Task description:
Copy out each line of the data below in which "green" appears.

Saved entries
------------------------------

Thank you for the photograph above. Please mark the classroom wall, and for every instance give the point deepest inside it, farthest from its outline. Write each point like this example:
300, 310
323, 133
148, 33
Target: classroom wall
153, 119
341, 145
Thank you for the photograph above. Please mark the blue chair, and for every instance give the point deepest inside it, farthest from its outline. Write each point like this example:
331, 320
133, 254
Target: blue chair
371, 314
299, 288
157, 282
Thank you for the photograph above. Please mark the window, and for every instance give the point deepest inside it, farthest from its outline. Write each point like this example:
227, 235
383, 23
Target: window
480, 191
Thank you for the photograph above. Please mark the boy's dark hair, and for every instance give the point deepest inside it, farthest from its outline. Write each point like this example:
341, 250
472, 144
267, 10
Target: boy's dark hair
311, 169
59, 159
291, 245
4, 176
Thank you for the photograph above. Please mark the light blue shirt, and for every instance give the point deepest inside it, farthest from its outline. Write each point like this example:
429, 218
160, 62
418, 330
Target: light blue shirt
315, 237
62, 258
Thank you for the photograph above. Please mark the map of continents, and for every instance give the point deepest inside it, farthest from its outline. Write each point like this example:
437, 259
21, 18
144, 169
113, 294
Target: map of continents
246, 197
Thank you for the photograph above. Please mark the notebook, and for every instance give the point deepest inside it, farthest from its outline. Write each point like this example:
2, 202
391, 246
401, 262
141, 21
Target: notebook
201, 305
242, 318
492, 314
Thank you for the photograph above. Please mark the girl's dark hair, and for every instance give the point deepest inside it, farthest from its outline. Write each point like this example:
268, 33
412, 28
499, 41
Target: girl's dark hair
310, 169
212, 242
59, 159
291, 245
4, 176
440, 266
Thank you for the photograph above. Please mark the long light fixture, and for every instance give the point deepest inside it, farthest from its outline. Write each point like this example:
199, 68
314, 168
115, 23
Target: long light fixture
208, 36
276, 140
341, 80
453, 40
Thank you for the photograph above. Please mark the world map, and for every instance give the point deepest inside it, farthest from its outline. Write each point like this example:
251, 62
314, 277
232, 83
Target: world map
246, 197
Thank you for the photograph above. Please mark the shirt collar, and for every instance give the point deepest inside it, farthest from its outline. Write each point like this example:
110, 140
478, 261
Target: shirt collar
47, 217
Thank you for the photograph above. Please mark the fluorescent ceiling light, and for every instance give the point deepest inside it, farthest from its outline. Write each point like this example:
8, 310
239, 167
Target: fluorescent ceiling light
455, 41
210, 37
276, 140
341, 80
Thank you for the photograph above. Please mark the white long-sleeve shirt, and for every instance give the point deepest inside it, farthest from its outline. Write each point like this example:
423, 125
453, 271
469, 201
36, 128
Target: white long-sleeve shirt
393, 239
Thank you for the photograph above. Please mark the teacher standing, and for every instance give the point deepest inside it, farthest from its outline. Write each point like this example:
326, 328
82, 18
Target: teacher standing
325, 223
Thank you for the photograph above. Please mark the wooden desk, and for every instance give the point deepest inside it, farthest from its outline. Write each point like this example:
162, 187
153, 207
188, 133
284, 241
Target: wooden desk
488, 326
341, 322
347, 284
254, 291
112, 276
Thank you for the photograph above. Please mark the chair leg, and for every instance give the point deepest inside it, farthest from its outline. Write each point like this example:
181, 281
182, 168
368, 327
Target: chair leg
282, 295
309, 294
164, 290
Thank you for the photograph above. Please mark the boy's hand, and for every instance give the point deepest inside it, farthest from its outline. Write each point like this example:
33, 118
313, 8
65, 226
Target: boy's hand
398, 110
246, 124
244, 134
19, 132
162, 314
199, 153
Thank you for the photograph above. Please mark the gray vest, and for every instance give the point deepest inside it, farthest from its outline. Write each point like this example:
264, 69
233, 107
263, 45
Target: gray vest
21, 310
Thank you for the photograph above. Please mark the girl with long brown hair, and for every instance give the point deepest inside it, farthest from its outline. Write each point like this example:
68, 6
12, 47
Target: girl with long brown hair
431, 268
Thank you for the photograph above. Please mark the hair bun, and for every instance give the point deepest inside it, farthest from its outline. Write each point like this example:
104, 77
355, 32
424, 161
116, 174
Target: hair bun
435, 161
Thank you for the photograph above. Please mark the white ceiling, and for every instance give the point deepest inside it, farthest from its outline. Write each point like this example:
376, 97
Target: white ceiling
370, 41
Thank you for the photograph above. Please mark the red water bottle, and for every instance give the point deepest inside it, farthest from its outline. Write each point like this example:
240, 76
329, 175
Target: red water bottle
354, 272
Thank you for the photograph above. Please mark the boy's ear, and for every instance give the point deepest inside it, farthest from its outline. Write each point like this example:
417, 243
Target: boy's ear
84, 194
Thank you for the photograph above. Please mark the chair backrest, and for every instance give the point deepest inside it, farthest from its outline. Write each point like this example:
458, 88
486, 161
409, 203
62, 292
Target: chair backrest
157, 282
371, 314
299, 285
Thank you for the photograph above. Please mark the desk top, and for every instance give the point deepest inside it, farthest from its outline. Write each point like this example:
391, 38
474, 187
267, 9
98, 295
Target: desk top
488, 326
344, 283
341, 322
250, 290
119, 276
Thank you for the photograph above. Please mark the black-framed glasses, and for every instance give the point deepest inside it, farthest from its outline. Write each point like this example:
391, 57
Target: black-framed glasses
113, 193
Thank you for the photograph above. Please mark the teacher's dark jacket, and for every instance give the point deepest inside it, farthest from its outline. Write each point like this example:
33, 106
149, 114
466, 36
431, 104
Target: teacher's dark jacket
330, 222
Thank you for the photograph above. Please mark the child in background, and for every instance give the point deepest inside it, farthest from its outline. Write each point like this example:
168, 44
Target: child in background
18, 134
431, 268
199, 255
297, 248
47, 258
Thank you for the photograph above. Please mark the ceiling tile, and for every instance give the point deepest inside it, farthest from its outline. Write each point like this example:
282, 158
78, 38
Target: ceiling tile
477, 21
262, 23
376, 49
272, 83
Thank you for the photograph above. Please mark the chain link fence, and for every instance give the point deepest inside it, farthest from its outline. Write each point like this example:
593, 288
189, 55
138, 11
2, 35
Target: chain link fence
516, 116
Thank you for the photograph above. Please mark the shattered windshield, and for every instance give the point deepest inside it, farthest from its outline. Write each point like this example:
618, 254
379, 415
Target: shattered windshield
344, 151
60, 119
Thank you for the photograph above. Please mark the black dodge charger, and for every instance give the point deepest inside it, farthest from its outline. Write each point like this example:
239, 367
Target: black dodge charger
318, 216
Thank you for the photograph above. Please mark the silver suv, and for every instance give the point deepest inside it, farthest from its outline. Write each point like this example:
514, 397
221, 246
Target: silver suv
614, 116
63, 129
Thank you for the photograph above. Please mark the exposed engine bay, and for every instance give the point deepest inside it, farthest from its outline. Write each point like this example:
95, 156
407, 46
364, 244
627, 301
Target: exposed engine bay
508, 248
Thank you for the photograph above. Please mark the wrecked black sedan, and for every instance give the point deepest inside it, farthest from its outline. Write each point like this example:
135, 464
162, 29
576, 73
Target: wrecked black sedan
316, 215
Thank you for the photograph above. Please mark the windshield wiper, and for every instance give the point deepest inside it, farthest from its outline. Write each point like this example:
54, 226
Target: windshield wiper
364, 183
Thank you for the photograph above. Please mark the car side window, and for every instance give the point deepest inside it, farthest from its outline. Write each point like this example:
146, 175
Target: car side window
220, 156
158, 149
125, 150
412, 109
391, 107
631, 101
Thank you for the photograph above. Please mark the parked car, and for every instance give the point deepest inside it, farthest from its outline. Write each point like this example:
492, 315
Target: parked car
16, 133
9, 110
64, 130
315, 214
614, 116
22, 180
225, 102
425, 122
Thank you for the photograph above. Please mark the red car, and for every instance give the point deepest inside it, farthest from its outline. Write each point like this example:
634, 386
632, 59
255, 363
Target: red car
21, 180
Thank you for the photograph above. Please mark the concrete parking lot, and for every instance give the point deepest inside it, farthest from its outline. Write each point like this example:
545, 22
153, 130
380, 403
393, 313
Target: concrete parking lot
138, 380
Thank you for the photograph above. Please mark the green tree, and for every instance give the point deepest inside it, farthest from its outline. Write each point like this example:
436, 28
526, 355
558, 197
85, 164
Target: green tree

------------------------------

Output of the task:
Thank you for the photograph above. Please mark the green tree, and for every instance give the point deepest inside it, farthest from its outline. Write each point like this example:
Target: green tree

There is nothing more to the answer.